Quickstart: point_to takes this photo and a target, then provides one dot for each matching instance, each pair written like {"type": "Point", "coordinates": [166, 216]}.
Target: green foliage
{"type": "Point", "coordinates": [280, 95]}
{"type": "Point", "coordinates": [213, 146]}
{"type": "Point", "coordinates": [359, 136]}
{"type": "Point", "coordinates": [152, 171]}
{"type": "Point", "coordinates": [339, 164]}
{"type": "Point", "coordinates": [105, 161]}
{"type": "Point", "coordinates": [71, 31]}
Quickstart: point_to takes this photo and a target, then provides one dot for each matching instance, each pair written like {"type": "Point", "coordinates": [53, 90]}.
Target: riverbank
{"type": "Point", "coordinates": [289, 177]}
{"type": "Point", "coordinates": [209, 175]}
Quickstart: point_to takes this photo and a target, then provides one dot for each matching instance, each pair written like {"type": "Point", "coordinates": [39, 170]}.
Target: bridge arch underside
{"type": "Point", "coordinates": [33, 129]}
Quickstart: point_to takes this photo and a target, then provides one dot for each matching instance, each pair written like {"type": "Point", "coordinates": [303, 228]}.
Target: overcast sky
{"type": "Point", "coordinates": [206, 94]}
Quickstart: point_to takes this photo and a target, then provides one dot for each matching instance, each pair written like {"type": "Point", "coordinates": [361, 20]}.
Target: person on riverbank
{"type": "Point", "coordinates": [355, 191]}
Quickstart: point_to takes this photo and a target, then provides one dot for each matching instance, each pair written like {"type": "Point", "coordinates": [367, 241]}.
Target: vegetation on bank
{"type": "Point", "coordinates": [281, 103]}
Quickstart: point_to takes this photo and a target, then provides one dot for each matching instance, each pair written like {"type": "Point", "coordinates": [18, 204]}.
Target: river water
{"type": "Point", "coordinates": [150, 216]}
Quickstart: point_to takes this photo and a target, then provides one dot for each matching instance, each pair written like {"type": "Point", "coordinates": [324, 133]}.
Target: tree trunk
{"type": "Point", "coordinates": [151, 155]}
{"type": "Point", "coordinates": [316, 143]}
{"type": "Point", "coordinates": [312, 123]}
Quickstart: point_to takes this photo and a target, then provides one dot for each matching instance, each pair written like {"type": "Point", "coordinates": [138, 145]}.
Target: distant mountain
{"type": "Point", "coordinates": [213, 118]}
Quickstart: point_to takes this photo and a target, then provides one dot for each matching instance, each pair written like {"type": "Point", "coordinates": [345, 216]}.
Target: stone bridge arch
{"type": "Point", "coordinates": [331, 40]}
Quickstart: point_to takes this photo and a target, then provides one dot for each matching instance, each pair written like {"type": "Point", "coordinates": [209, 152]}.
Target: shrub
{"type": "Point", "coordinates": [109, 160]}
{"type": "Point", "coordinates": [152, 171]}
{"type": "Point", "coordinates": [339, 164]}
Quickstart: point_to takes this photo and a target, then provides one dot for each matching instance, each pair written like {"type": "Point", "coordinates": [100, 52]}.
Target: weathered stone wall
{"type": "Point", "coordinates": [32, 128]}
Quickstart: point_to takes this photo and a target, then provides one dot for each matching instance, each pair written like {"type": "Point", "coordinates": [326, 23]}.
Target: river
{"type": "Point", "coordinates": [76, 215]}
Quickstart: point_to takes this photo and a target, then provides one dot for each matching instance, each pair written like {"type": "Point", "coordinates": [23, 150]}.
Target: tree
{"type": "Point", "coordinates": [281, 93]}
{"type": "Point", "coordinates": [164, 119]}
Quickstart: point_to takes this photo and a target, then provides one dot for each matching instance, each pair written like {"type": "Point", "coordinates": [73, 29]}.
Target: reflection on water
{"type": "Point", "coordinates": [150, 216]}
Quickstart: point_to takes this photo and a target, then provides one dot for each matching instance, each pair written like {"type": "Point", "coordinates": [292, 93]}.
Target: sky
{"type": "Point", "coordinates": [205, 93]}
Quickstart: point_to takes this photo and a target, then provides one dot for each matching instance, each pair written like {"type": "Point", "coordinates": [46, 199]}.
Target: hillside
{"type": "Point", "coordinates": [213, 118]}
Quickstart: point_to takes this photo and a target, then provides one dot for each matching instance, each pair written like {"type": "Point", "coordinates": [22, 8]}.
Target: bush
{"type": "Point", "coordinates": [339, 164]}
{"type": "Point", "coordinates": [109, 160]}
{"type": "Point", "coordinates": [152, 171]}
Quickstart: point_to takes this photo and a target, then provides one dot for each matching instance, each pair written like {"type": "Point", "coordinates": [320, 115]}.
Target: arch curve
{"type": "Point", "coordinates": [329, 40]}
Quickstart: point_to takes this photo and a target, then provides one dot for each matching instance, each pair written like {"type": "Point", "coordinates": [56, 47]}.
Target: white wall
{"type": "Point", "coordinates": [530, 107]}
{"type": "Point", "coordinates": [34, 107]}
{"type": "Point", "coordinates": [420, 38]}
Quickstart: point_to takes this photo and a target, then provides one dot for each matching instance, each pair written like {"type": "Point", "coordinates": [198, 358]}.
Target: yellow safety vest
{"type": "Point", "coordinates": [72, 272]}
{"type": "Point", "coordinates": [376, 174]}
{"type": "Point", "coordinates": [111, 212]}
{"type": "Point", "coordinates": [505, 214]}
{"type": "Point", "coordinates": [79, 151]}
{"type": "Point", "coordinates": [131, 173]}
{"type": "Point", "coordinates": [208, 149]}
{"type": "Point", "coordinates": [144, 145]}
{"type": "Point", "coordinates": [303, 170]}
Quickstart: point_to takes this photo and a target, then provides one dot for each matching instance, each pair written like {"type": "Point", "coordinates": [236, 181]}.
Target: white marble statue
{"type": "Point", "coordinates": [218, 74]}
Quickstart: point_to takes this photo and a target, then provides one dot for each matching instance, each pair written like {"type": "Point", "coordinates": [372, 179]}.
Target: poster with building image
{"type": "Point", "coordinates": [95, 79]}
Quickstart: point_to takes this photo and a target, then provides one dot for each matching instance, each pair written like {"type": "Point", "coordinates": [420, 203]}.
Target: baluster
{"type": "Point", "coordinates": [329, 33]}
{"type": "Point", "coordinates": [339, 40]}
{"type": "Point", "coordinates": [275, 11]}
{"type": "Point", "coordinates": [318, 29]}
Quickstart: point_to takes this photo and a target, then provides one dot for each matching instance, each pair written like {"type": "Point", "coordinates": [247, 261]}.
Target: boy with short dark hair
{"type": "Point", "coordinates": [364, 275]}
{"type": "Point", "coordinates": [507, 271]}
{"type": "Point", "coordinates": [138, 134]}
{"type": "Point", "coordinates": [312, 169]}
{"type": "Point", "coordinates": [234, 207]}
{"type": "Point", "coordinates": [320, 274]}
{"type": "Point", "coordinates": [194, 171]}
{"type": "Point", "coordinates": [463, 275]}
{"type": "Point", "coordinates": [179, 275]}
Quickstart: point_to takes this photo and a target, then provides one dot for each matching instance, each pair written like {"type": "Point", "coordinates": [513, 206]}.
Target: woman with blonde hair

|---|

Exercise description:
Please reproduce the entire listing, exactly as shown.

Answer section:
Quickstart: point_to takes this photo and a target, then provides one dot for each matching instance, each pair written like {"type": "Point", "coordinates": [166, 216]}.
Target: green foliage
{"type": "Point", "coordinates": [280, 95]}
{"type": "Point", "coordinates": [213, 146]}
{"type": "Point", "coordinates": [359, 136]}
{"type": "Point", "coordinates": [152, 171]}
{"type": "Point", "coordinates": [339, 164]}
{"type": "Point", "coordinates": [105, 161]}
{"type": "Point", "coordinates": [71, 31]}
Quickstart: point_to takes this photo and a target, then provides one dot for each matching instance, each pair written like {"type": "Point", "coordinates": [53, 90]}.
Target: riverbank
{"type": "Point", "coordinates": [289, 177]}
{"type": "Point", "coordinates": [209, 175]}
Quickstart: point_to takes this photo and a target, then provides one dot for each matching instance, each pair written like {"type": "Point", "coordinates": [39, 170]}.
Target: bridge arch underside
{"type": "Point", "coordinates": [33, 129]}
Quickstart: point_to takes this photo and a target, then provides one dot for each matching instance, each pair written like {"type": "Point", "coordinates": [303, 228]}.
Target: overcast sky
{"type": "Point", "coordinates": [206, 94]}
Quickstart: point_to takes this photo and a target, then provides one dot for each matching instance, each pair written like {"type": "Point", "coordinates": [361, 20]}.
Target: person on riverbank
{"type": "Point", "coordinates": [355, 191]}
Quickstart: point_to takes this photo and a target, then provides one dot for each matching instance, each pair written like {"type": "Point", "coordinates": [367, 241]}.
Target: vegetation on bank
{"type": "Point", "coordinates": [281, 103]}
Quickstart: point_to takes this photo and a target, then provides one dot for each matching instance, each pair written like {"type": "Point", "coordinates": [18, 204]}.
Target: river water
{"type": "Point", "coordinates": [150, 216]}
Quickstart: point_to takes this photo and a target, then provides one dot for each matching instance, each pair written like {"type": "Point", "coordinates": [324, 133]}.
Target: tree trunk
{"type": "Point", "coordinates": [151, 155]}
{"type": "Point", "coordinates": [316, 143]}
{"type": "Point", "coordinates": [312, 123]}
Quickstart: point_to takes this photo and a target, then provides one dot for each matching instance, each pair written like {"type": "Point", "coordinates": [138, 145]}.
Target: distant mountain
{"type": "Point", "coordinates": [213, 118]}
Quickstart: point_to takes this photo and a target, then provides one dot for each matching instance, each pair written like {"type": "Point", "coordinates": [345, 216]}.
Target: stone bridge arch
{"type": "Point", "coordinates": [331, 40]}
Quickstart: point_to takes this photo and a target, then provides one dot for each matching instance, each pair written like {"type": "Point", "coordinates": [209, 152]}.
Target: shrub
{"type": "Point", "coordinates": [109, 160]}
{"type": "Point", "coordinates": [152, 171]}
{"type": "Point", "coordinates": [339, 164]}
Quickstart: point_to takes this photo and a target, then provides one dot for each matching instance, each pair written like {"type": "Point", "coordinates": [100, 52]}.
Target: weathered stone wall
{"type": "Point", "coordinates": [32, 128]}
Quickstart: point_to takes this photo and a target, then provides one dot for each matching instance, each pair written like {"type": "Point", "coordinates": [326, 23]}.
Target: river
{"type": "Point", "coordinates": [76, 215]}
Quickstart: point_to takes this photo and a target, then provides one dot for each matching instance, each pair written like {"type": "Point", "coordinates": [23, 150]}.
Target: tree
{"type": "Point", "coordinates": [281, 93]}
{"type": "Point", "coordinates": [164, 119]}
Quickstart: point_to takes this photo and a target, then provides one dot for each matching instance, each pair written like {"type": "Point", "coordinates": [73, 29]}.
Target: reflection on water
{"type": "Point", "coordinates": [150, 216]}
Quickstart: point_to takes this photo and a target, then provides one dot for each matching instance, each pair written like {"type": "Point", "coordinates": [292, 93]}.
Target: sky
{"type": "Point", "coordinates": [205, 93]}
Quickstart: point_to takes this photo and a target, then provides one dot for each matching instance, each pair written like {"type": "Point", "coordinates": [46, 199]}.
Target: hillside
{"type": "Point", "coordinates": [213, 118]}
Quickstart: point_to takes this photo and a target, then provides one dot for each matching instance, each pair written like {"type": "Point", "coordinates": [22, 8]}.
Target: bush
{"type": "Point", "coordinates": [339, 164]}
{"type": "Point", "coordinates": [109, 160]}
{"type": "Point", "coordinates": [152, 171]}
Quickstart: point_to takes this photo and a target, then provides one dot for each matching instance, each pair written like {"type": "Point", "coordinates": [320, 115]}.
Target: arch curve
{"type": "Point", "coordinates": [329, 40]}
Quickstart: point_to takes this photo and a target, then provides one dot for each matching instance, each pair written like {"type": "Point", "coordinates": [56, 47]}.
Target: white wall
{"type": "Point", "coordinates": [530, 107]}
{"type": "Point", "coordinates": [34, 107]}
{"type": "Point", "coordinates": [420, 38]}
Quickstart: point_to takes this photo and a target, then provides one dot for each matching instance, each pair written like {"type": "Point", "coordinates": [198, 358]}.
Target: yellow safety vest
{"type": "Point", "coordinates": [72, 272]}
{"type": "Point", "coordinates": [376, 174]}
{"type": "Point", "coordinates": [111, 212]}
{"type": "Point", "coordinates": [505, 214]}
{"type": "Point", "coordinates": [79, 151]}
{"type": "Point", "coordinates": [131, 173]}
{"type": "Point", "coordinates": [208, 149]}
{"type": "Point", "coordinates": [144, 145]}
{"type": "Point", "coordinates": [303, 170]}
Quickstart: point_to takes this photo and a target, then provides one dot for each matching instance, each pair written like {"type": "Point", "coordinates": [236, 181]}.
Target: white marble statue
{"type": "Point", "coordinates": [218, 74]}
Quickstart: point_to takes this photo and a target, then provides one dot for each matching instance, each pair written like {"type": "Point", "coordinates": [372, 179]}.
Target: poster with building image
{"type": "Point", "coordinates": [95, 79]}
Quickstart: point_to takes this photo and a target, then provides one dot for each matching instance, each pair written like {"type": "Point", "coordinates": [420, 203]}.
Target: baluster
{"type": "Point", "coordinates": [329, 33]}
{"type": "Point", "coordinates": [339, 40]}
{"type": "Point", "coordinates": [275, 11]}
{"type": "Point", "coordinates": [318, 29]}
Quickstart: point_to takes this photo and a target, then provides one dot for each matching instance, each pair written like {"type": "Point", "coordinates": [247, 261]}.
Target: boy with short dark hair
{"type": "Point", "coordinates": [364, 275]}
{"type": "Point", "coordinates": [507, 271]}
{"type": "Point", "coordinates": [138, 134]}
{"type": "Point", "coordinates": [312, 169]}
{"type": "Point", "coordinates": [234, 207]}
{"type": "Point", "coordinates": [320, 274]}
{"type": "Point", "coordinates": [194, 171]}
{"type": "Point", "coordinates": [463, 275]}
{"type": "Point", "coordinates": [179, 275]}
Quickstart: point_to takes this photo and a target, then provides one dot for each matching instance, each pair written like {"type": "Point", "coordinates": [513, 206]}.
Target: woman with blonde hair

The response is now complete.